(Region pointing data)
·····

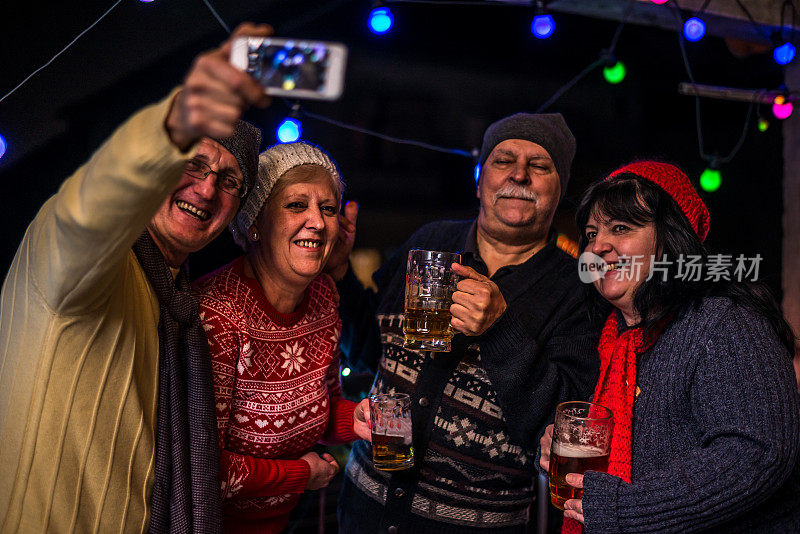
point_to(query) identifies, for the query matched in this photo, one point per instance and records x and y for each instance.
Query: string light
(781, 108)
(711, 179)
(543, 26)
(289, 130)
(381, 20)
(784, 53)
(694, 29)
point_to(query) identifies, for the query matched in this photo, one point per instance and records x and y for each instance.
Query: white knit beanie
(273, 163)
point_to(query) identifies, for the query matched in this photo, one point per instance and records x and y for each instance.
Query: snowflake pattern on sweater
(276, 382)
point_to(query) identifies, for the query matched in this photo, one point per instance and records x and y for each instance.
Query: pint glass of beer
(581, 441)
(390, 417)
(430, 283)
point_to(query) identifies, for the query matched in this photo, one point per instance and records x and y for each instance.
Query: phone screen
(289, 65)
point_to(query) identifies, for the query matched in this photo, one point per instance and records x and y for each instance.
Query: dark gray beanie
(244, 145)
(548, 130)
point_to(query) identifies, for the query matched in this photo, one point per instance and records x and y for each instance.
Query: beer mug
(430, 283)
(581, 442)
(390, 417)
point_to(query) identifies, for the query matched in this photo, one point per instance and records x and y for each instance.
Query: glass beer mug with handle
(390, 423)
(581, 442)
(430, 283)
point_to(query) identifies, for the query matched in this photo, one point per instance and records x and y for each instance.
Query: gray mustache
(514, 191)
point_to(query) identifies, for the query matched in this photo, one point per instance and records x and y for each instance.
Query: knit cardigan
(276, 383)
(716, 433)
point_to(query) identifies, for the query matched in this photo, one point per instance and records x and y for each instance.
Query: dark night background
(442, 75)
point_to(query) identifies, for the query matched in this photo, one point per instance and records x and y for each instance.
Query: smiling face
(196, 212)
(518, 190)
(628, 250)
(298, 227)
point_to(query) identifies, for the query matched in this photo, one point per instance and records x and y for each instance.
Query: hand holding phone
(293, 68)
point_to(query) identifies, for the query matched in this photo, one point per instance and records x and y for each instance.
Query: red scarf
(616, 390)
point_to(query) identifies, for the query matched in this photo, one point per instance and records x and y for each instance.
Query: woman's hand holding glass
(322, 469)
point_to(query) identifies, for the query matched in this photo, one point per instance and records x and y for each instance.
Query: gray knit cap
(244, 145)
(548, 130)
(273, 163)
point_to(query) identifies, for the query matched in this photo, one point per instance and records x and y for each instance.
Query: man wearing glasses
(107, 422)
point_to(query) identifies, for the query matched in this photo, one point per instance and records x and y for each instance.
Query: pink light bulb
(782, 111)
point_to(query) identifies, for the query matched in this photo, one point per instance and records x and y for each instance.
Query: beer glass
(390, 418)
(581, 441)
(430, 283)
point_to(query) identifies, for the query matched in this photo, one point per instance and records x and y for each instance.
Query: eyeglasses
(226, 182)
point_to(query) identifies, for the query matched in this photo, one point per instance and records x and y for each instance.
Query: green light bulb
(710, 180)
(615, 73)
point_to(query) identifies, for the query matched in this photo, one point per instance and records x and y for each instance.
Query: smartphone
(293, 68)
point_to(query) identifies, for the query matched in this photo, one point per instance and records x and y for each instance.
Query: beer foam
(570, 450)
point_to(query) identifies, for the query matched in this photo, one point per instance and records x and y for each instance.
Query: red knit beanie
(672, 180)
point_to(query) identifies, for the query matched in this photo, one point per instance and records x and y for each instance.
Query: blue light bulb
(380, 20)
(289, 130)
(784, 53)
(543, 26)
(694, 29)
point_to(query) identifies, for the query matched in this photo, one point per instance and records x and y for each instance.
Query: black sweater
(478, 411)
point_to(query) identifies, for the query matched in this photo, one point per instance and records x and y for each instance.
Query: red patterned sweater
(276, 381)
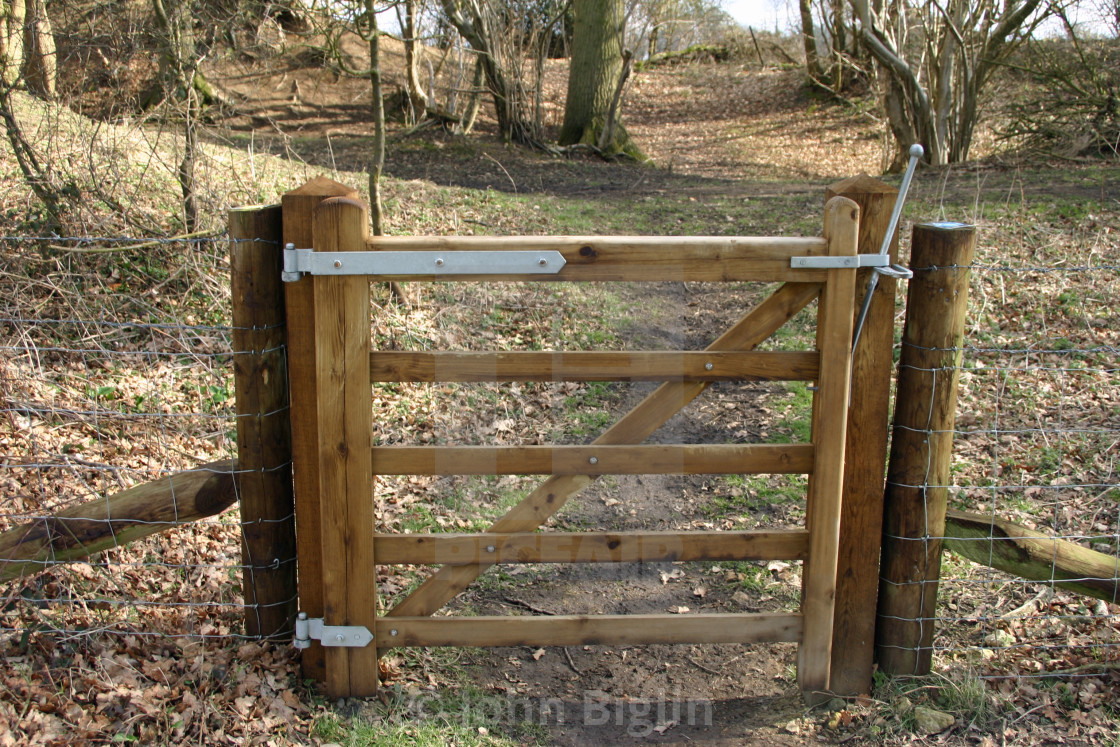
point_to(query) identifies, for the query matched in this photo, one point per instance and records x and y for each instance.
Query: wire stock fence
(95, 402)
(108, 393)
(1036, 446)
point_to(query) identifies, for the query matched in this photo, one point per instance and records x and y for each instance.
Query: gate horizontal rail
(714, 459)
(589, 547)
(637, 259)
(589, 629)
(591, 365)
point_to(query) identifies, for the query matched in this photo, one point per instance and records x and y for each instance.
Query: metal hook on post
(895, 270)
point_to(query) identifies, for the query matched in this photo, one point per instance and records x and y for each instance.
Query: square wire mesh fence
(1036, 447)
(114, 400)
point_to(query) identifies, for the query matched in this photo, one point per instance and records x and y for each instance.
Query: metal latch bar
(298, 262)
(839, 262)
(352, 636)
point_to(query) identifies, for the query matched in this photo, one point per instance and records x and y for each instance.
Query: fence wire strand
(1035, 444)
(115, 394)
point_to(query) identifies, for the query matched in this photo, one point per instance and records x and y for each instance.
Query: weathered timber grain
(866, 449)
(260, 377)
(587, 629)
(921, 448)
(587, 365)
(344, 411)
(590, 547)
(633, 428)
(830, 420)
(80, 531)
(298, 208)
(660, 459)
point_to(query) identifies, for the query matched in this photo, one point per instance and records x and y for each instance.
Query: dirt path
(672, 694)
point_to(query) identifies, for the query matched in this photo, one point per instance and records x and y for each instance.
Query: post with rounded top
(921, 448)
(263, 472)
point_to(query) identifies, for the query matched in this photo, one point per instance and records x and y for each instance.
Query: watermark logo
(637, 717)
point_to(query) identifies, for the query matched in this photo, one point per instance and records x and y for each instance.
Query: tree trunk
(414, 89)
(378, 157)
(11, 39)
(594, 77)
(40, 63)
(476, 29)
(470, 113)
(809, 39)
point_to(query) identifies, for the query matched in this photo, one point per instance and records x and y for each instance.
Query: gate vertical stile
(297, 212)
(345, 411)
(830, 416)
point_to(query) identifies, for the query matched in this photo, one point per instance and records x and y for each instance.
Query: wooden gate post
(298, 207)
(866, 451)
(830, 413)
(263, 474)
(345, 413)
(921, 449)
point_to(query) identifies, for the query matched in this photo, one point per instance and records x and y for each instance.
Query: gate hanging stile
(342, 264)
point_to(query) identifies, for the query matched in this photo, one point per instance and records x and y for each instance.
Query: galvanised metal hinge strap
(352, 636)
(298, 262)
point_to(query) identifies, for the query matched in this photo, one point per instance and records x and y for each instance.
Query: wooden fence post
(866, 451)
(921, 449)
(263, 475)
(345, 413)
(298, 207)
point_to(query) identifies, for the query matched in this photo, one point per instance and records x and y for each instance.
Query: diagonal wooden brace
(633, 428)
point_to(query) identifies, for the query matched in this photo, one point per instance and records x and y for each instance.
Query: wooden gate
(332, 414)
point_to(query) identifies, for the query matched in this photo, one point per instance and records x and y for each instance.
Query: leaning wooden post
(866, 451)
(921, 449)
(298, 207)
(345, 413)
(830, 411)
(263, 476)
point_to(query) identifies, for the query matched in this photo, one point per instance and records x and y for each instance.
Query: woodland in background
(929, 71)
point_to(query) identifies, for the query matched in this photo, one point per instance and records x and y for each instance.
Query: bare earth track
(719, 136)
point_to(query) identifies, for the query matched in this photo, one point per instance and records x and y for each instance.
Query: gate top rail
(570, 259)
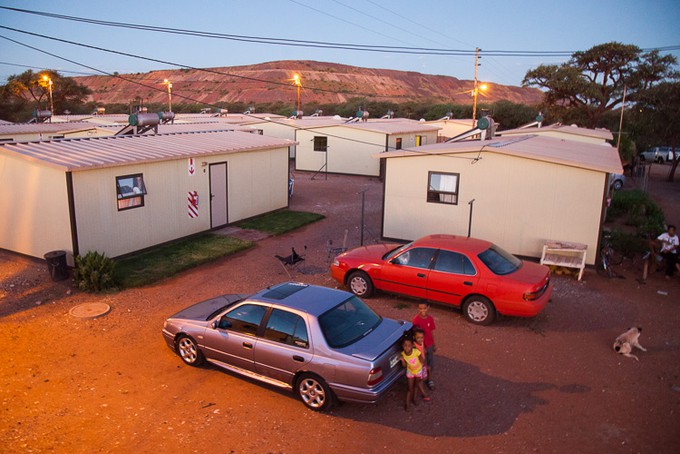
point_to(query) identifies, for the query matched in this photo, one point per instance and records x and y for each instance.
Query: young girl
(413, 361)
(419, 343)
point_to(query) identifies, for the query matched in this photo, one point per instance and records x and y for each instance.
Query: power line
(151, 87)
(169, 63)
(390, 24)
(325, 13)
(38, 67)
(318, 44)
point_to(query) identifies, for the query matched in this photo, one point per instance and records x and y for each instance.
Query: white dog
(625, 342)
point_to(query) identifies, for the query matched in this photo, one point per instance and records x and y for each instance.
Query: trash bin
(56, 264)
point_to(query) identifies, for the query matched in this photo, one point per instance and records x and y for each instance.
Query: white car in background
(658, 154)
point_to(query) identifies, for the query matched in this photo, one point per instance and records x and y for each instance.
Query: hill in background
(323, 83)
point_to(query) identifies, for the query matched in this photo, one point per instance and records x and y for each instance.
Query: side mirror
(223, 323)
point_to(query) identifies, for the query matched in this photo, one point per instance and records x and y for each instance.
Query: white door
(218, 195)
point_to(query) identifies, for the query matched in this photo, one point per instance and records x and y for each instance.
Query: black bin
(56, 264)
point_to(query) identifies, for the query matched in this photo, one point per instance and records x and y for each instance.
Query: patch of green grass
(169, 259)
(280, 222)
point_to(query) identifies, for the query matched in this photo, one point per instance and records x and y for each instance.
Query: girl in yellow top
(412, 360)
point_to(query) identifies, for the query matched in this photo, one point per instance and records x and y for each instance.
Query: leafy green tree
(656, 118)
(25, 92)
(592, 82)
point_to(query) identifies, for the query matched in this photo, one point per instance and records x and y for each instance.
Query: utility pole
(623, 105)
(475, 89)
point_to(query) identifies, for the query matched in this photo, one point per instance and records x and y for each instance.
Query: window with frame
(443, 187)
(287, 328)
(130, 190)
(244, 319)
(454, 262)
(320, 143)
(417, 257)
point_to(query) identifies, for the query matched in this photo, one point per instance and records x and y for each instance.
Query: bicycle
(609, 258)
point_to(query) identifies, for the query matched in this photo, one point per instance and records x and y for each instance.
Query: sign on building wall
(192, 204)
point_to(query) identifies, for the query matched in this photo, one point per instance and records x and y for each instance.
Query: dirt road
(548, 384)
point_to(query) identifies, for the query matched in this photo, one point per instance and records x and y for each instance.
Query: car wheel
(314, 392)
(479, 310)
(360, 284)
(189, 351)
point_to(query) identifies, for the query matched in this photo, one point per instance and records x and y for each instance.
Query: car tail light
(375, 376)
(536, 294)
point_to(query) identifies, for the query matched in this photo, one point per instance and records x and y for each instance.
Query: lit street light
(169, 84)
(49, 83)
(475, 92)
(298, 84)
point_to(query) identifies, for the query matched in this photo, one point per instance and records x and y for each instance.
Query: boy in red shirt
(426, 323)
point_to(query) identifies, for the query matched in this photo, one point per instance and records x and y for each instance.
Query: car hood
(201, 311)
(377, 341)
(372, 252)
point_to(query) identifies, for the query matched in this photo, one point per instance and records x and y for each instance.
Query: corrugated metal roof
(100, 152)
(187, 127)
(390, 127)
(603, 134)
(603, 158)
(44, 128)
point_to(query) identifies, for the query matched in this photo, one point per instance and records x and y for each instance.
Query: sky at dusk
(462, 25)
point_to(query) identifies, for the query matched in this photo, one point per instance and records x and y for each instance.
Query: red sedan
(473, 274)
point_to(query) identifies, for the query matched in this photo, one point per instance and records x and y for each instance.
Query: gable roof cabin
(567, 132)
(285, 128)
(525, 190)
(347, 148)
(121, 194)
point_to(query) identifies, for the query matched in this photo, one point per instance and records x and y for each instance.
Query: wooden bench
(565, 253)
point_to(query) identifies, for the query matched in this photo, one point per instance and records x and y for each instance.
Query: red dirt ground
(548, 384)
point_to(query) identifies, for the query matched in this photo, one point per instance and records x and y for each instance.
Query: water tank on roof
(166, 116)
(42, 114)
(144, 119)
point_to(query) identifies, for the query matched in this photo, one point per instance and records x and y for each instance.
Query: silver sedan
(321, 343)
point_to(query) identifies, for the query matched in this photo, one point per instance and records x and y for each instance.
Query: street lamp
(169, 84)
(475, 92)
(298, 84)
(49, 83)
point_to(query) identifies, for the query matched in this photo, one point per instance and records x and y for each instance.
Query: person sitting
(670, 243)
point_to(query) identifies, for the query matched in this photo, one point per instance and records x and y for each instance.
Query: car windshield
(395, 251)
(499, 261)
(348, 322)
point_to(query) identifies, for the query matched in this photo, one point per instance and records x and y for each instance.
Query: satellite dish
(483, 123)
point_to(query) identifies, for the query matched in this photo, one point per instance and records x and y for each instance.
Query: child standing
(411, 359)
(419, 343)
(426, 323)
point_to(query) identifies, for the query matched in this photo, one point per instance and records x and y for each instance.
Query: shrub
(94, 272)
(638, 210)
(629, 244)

·····

Set down exactly the lines that begin with the one containing "Query: satellite dish" and end with the last line above, and no others.

Query: satellite dish
(483, 123)
point_to(query) identifies, for the query matched in this photo, one point per instance and records x and y for each instance.
Query: child standing
(411, 359)
(419, 343)
(426, 323)
point_to(query) identifies, for the query matched in this photo, one point per instance and records x and y for each instance.
Query: shrub
(94, 272)
(638, 210)
(629, 244)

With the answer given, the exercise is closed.